Working data:

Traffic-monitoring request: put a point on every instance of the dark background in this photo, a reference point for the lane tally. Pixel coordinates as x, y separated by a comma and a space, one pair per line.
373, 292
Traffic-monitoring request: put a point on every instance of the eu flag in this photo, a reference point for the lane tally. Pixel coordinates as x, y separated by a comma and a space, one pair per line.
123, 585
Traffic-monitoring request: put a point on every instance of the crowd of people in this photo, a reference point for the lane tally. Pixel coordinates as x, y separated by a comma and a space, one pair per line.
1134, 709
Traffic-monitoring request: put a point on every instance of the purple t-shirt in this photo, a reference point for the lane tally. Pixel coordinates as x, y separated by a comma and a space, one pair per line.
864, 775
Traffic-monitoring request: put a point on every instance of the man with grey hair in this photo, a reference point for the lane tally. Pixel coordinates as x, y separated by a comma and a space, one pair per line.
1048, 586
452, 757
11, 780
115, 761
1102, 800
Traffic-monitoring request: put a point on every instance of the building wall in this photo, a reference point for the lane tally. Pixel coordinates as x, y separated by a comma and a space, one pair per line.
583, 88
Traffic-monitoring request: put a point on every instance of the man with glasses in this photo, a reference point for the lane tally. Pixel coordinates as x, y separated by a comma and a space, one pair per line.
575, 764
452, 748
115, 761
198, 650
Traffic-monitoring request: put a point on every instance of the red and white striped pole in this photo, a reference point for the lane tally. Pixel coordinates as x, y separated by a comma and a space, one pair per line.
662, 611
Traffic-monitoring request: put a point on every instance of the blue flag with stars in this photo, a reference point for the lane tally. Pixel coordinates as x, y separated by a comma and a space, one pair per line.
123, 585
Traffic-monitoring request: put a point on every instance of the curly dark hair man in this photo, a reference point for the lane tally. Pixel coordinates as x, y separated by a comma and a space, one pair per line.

What is required:
Transcribe the records above exactly, but only from the line that contains "man with glasses" through their final line, inclusive.

Right answer:
Traffic-monitoring request: put a point on every instance of the man with glasses in this photo, a reference point for the lane tally. Pixel coordinates as x, y separated by a comma and a space, one pair per line.
575, 764
452, 748
115, 761
198, 650
Traffic-monitoring request: put a point on every instance of the red and white striped pole in this photo, a reference point for the lane tally. Pixel coordinates as x, y separated by a comma and a space, one pair per line.
662, 611
Traffic-monitoring request: put a point on every instance of the blue flag with stars in this photo, a reference point for the lane tally. Pixel coordinates as x, y separated by a comma and a space, one pair per line.
123, 585
Traffic-monitoring request: put a point on every instance of the curly dark hair man in this photo, a reference point for the lane tally. Pixel coordinates as x, y separated by a comma and a space, one pair per line.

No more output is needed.